# DATASET:
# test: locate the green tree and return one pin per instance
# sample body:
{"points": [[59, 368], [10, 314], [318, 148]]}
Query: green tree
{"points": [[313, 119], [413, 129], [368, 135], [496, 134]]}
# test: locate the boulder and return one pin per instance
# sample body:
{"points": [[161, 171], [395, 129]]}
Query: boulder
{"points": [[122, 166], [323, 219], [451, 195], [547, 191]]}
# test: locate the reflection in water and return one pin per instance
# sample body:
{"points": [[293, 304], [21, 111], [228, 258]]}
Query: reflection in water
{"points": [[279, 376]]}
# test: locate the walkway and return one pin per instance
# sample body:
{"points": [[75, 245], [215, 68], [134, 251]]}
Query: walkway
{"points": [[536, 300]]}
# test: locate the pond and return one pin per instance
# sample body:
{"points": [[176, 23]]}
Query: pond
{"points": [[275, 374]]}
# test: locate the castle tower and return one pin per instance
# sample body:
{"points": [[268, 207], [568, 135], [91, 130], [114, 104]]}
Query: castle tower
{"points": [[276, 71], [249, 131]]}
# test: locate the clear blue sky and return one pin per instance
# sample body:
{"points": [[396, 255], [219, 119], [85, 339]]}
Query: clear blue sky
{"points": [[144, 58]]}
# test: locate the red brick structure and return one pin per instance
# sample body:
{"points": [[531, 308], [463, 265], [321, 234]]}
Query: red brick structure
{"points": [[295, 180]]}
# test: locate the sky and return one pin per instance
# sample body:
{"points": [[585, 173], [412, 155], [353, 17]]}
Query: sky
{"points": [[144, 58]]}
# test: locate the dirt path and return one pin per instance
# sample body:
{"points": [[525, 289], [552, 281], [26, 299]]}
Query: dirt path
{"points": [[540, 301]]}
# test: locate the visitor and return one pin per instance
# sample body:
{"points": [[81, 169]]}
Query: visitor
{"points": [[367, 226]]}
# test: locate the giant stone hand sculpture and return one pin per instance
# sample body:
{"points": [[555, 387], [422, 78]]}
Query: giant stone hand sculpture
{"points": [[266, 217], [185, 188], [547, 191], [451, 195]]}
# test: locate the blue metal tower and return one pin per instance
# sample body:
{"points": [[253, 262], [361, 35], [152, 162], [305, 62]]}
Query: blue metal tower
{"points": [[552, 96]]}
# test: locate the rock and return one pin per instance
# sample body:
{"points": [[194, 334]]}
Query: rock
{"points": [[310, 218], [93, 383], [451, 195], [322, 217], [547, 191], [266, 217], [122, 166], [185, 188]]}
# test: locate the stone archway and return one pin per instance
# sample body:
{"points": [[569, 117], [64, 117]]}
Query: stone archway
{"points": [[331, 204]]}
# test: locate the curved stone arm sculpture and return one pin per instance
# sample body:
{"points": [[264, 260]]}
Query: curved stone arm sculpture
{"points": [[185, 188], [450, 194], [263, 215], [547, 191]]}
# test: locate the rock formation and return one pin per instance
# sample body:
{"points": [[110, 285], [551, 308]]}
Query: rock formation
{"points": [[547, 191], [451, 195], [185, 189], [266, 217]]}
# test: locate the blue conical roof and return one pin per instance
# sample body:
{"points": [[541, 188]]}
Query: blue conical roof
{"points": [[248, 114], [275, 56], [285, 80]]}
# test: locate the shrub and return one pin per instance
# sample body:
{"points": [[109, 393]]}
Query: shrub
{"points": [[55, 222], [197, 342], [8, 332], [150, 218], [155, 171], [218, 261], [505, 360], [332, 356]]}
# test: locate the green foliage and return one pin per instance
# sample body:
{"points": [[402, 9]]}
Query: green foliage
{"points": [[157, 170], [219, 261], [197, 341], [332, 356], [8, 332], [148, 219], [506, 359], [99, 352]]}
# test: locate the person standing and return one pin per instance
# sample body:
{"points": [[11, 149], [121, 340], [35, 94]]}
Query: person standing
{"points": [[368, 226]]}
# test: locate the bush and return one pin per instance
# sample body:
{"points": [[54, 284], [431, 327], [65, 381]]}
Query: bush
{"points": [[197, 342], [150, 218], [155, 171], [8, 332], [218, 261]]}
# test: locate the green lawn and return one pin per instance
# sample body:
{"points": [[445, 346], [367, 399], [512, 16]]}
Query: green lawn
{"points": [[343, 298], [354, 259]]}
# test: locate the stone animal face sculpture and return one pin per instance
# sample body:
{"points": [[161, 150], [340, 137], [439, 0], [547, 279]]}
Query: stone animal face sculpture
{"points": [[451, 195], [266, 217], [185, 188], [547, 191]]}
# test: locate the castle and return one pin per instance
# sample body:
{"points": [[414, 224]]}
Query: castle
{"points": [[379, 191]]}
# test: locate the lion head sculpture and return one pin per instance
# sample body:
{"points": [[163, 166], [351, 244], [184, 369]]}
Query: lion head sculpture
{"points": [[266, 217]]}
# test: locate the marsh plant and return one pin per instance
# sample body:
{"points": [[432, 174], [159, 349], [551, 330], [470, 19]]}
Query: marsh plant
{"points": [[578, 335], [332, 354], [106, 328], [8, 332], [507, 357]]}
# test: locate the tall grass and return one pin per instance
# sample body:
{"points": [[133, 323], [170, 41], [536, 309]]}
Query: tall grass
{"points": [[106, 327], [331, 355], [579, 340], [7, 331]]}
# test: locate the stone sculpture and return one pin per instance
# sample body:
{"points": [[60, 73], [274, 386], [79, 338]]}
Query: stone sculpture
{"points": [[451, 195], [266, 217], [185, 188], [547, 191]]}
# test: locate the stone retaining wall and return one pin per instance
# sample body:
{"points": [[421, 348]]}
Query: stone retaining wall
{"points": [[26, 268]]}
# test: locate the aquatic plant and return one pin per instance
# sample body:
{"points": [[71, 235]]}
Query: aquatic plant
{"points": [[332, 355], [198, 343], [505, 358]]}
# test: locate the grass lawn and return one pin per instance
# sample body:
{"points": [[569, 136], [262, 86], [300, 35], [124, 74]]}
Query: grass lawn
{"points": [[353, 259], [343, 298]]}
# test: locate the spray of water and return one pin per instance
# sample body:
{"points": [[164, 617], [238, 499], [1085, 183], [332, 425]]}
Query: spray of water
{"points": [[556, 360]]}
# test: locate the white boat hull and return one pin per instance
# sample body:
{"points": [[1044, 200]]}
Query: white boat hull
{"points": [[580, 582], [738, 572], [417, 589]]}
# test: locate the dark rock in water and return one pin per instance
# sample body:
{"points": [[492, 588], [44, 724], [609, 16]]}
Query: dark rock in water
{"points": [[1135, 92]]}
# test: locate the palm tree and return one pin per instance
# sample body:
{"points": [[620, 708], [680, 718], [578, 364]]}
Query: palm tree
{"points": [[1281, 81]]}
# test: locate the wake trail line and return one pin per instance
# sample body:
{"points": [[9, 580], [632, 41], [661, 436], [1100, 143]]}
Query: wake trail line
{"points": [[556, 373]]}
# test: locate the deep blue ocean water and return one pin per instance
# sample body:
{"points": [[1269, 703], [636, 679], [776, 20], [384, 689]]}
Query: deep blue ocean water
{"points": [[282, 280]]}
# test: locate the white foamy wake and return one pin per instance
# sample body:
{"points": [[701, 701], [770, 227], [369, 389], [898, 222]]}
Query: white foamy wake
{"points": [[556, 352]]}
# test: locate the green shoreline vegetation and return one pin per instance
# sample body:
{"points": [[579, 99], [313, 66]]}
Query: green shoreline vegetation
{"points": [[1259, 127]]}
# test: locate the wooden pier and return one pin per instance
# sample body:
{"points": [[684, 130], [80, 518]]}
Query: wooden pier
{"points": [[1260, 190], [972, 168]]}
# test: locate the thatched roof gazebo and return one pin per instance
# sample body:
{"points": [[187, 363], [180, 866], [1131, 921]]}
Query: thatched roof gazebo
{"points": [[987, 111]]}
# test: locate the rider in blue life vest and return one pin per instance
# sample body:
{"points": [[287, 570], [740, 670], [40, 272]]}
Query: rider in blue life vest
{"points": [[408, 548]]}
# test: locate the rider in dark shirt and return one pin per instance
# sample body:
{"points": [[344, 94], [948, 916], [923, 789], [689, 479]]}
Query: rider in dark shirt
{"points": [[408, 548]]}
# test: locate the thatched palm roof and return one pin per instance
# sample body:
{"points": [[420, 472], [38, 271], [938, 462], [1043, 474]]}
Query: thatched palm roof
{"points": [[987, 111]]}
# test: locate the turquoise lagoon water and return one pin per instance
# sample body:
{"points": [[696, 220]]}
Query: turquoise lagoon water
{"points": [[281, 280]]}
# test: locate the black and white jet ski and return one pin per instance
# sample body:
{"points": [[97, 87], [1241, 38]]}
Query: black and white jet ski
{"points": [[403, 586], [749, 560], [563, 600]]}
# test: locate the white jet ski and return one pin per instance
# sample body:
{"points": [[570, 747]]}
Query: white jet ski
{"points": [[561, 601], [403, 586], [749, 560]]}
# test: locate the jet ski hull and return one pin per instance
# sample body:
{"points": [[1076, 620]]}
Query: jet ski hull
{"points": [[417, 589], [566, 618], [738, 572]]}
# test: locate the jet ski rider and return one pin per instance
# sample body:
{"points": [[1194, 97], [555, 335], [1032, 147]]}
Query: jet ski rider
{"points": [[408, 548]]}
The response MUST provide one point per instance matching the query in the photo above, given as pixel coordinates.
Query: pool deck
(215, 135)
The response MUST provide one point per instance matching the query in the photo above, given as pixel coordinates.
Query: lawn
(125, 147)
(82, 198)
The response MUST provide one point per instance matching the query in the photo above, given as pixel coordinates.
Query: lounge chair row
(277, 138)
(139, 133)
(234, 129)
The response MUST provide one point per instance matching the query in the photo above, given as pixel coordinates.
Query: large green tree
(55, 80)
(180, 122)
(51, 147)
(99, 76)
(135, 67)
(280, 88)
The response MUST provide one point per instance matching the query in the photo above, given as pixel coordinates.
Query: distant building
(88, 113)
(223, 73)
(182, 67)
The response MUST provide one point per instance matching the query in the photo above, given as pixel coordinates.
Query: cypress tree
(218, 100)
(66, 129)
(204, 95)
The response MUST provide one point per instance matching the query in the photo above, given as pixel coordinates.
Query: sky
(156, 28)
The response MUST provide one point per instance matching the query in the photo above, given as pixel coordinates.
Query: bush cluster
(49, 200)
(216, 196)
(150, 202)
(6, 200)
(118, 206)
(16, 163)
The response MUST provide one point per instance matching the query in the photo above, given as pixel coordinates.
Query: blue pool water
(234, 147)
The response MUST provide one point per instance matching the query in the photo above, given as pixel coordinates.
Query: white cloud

# WORK ITEM:
Only the lines from the first line of the records through the line containing "# test: locate the red" should be repeated, exactly as they appear.

# RESPONSE TO THIS EXERCISE:
# test: locate the green tree and return one pin per instance
# sample body:
{"points": [[59, 368], [10, 314], [318, 148]]}
Query: green tree
{"points": [[313, 119], [413, 129], [368, 135], [496, 134]]}
# test: locate the boulder and return one pin per instance
# sample body:
{"points": [[161, 171], [395, 129]]}
Query: boulder
{"points": [[122, 166], [323, 219], [451, 195], [547, 191]]}
# test: locate the reflection in water and return one pin per instance
# sample body:
{"points": [[293, 304], [21, 111], [228, 258]]}
Query: reflection in water
{"points": [[279, 376]]}
# test: locate the walkway and return one pin per instance
# sample body:
{"points": [[75, 245], [215, 68], [134, 251]]}
Query: walkway
{"points": [[536, 300]]}
# test: locate the pond and return one pin per instance
# sample body:
{"points": [[176, 23]]}
Query: pond
{"points": [[275, 374]]}
# test: locate the castle tower and return one pin per instance
# sample body:
{"points": [[268, 207], [568, 135], [91, 130], [114, 104]]}
Query: castle tower
{"points": [[276, 71], [249, 131]]}
# test: locate the clear blue sky and return one pin per instance
# sample body:
{"points": [[396, 255], [219, 119], [85, 339]]}
Query: clear blue sky
{"points": [[144, 58]]}
# test: locate the red brick structure and return one pin per instance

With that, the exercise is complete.